• Passage for review:
By Marian Sawer
In 2019 a billionaire spent $83.6 million to influence a federal election. Why in 2022 is our democracy still for sale?
States and territories have introduced caps on political donations and campaign expenditure to prevent such tilting of the electoral playing field. But Clive Palmer is doing it again and the federal government has done nothing to prevent it.
Not that the latest donations disclosures in the ‘Transparency Register’ tell us anything about the war chests being accumulated for the 2022 election. Of course transparency is a misnomer – the disclosures made every February by the Australian Electoral Commission (AEC) cover the previous financial year. Knowledge of who is funding whom is not available to voters in federal elections until long after they have voted.
With today’s technology there is no reason why there should not be real-time disclosure of donations at the federal level as proposed in Rebekha Sharkie’s 2019 Private Member’s Bill.
On February 1, the AEC was disclosing donations made up to 19 months ago. At the same time, the Queensland Electoral Commission was disclosing all the donations made to state political parties that week. And note that the threshold for disclosure in Queensland is $1000, not $14,300 as at the federal level.
The high disclosure threshold for federal political donations, the lack of provision for aggregating donations under the threshold, and many other loopholes, means that federal politics is awash with what Michael Yabsley calls ‘dark money’. Yabsley, a former federal treasurer of the Liberal Party, is a poacher turned gamekeeper. He now calls for root-and-branch reform so that political parties become dependent on a large number of small donors rather than a small number of large donors.
The problem with large donors of course is the access their money buys to policymakers, often not disclosed at the federal level because there is no requirement for cabinet ministers to post their diaries online or for disclosure of attendees at $10,000 dinners. The policy effects of such access are undeclared.
Oil and gas company Woodside has long been a major donor to the major parties and has donations of over $240,000 in the latest disclosures, followed by the Minerals Council of Australia with almost $200,000. The fossil fuel industry is often blamed for Australia’s failure to commit to serious climate change policy. Political donations are not the only problem here of course. There is also the revolving door that propels politicians into jobs as corporate lobbyists.

• Dataset excerpts:
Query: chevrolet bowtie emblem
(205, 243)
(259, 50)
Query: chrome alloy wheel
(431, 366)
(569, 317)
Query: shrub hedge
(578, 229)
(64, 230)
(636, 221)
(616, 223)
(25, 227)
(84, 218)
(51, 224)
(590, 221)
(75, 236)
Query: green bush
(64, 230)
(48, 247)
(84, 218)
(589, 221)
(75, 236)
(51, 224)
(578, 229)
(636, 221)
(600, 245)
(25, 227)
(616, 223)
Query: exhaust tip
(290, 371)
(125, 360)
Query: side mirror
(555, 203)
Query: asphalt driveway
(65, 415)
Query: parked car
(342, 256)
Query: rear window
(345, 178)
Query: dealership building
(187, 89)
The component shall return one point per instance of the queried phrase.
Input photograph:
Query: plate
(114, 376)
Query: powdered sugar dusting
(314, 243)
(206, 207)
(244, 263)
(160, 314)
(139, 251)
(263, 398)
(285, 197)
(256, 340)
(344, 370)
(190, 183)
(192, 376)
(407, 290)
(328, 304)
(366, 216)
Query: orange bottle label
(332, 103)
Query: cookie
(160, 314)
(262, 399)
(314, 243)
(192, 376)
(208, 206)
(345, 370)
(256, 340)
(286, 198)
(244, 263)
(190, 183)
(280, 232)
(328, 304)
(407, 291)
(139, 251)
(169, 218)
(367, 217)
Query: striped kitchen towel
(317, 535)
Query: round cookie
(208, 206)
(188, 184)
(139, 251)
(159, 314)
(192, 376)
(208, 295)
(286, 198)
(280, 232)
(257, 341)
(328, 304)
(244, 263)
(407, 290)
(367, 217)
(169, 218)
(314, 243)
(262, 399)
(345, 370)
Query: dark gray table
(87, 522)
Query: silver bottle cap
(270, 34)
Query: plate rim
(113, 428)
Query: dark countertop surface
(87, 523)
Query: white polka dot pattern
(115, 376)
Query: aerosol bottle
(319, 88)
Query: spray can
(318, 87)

• Problem details: Please continue the article on federal political donations, picking up after its final sentence. The records come from a different source than the article.

• Reply to the exercise:
At the federal level there are no source restrictions on political donations, apart from foreign donations. Any abstention from sectoral donations is up to political parties. Most, apart from the Nationals, do not accept donations from the tobacco industry while most, apart from the Greens, do accept donations from the fossil fuel industry.
NSW and Queensland do not allow donations from property developers, and the ACT has recently followed suit. NSW also bans donations from the tobacco, alcohol and gambling industries. Australia has not followed the 62 countries that ban political donations from corporations bidding for government contracts, although this is Greens policy. The big four consulting firms that have been beneficiaries of so much government outsourcing have all been major donors in recent years,
Serious political finance reform in recent years has all come from the states or territories rather than the Commonwealth. NSW, Victoria and now Queensland have a cap on political donations, while most states and territories have a cap on campaign expenditure. Exceptions are Western Australia, where a bill introducing campaign expenditure caps lapsed in 2021, while Tasmania only has a cap for expenditure in Legislative Council elections.
Scandals about political donations and the role of money in federal politics have contributed to record numbers of Australians believing the government is run for a few big interests rather than the people as a whole. Trust in government recovered only temporarily during the handling of the COVID-19 pandemic.
Restoring trust in public integrity is only one reason for political finance reform. There are many others, including the basic democratic principle of political equality and providing a level playing field for electoral competition.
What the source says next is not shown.